_Lesetext_:
+ + + + +
Der Inbegriff des Sammelns ist heute verbunden mit dem Begriff und dem Ort des Museums. Ursprünglich bezeichnet Museum (von griechisch mouse?on bzw. lateinisch museum: „Musensitz“) eine Sammlung künstlerischer oder wissenschaftlicher Exponate. Die Geschichte der modernen Kunstsammlungen beginnt in Italien mit der Frührenaissance des 14. Jahrhunderts. Es wurden ordnend Sammlungen von Antiken, Münzen, Kameen sowie Werken zeitgenössischer Kunst der jeweiligen Epochen angelegt. So entstanden an den Höfen des gehobenen Adels umfangreiche Kunstkammern und bedeutende Kunstsammlungen, die aber eher nur den privilegierten Menschen zugänglich waren und weniger breiteren Bevölkerungsgruppen.

Mit dem Übergang vom 18. ins 19. Jh. verloren die fürstlichen Kunstkammern an Bedeutung und das bürgerliche Museum prägte sich langsam aus. „Das British Museum geht schon ins 18. Jahrhundert zurück, das Musée Napoléon wurde 1803, die Nationalgalerie in London 1838 gegründet.“ (Vieregg S. 27) Seit dem 18. Jahrhundert werden auch die Gebäude so bezeichnet, in denen Sammlungen für die Öffentlichkeit zugänglich ausgestellt wurden. Wurde zunächst nur „Gleichartiges“ dort aus der Zerstreuung zusammengetragen präsentiert, entfaltete sich das explizite Sammelinteresse, und darüber hinaus wandelte sich das Museum Ende des 19. Jahrhunderts immer mehr zu einem Ort der wissenschaftlichen Erforschung musealer Exponate. In den sechziger Jahren entstanden in vielen Museen Zusatzabteilungen für Museumspädagogik, die Kindern, Jugendlichen und Erwachsenen bis heute einen spezifischen Zugang zu den Kunstwerken ermöglichen sollen.
+ + + + +
(Datensatzzeilen zum Zeigen auf Objekte)
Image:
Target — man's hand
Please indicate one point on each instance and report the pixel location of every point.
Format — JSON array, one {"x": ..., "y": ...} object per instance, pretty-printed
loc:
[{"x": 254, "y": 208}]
+ + + + +
_Arbeitsanweisung_:
Schreiben Sie aus dem Text zur Geschichte des Museums die Stelle von „Der Inbegriff des“ bis einschließlich „weniger breiteren Bevölkerungsgruppen.“ wörtlich ab.

_Vollständige Lösung_:
Der Inbegriff des Sammelns ist heute verbunden mit dem Begriff und dem Ort des Museums. Ursprünglich bezeichnet Museum (von griechisch mouse?on bzw. lateinisch museum: „Musensitz“) eine Sammlung künstlerischer oder wissenschaftlicher Exponate. Die Geschichte der modernen Kunstsammlungen beginnt in Italien mit der Frührenaissance des 14. Jahrhunderts. Es wurden ordnend Sammlungen von Antiken, Münzen, Kameen sowie Werken zeitgenössischer Kunst der jeweiligen Epochen angelegt. So entstanden an den Höfen des gehobenen Adels umfangreiche Kunstkammern und bedeutende Kunstsammlungen, die aber eher nur den privilegierten Menschen zugänglich waren und weniger breiteren Bevölkerungsgruppen.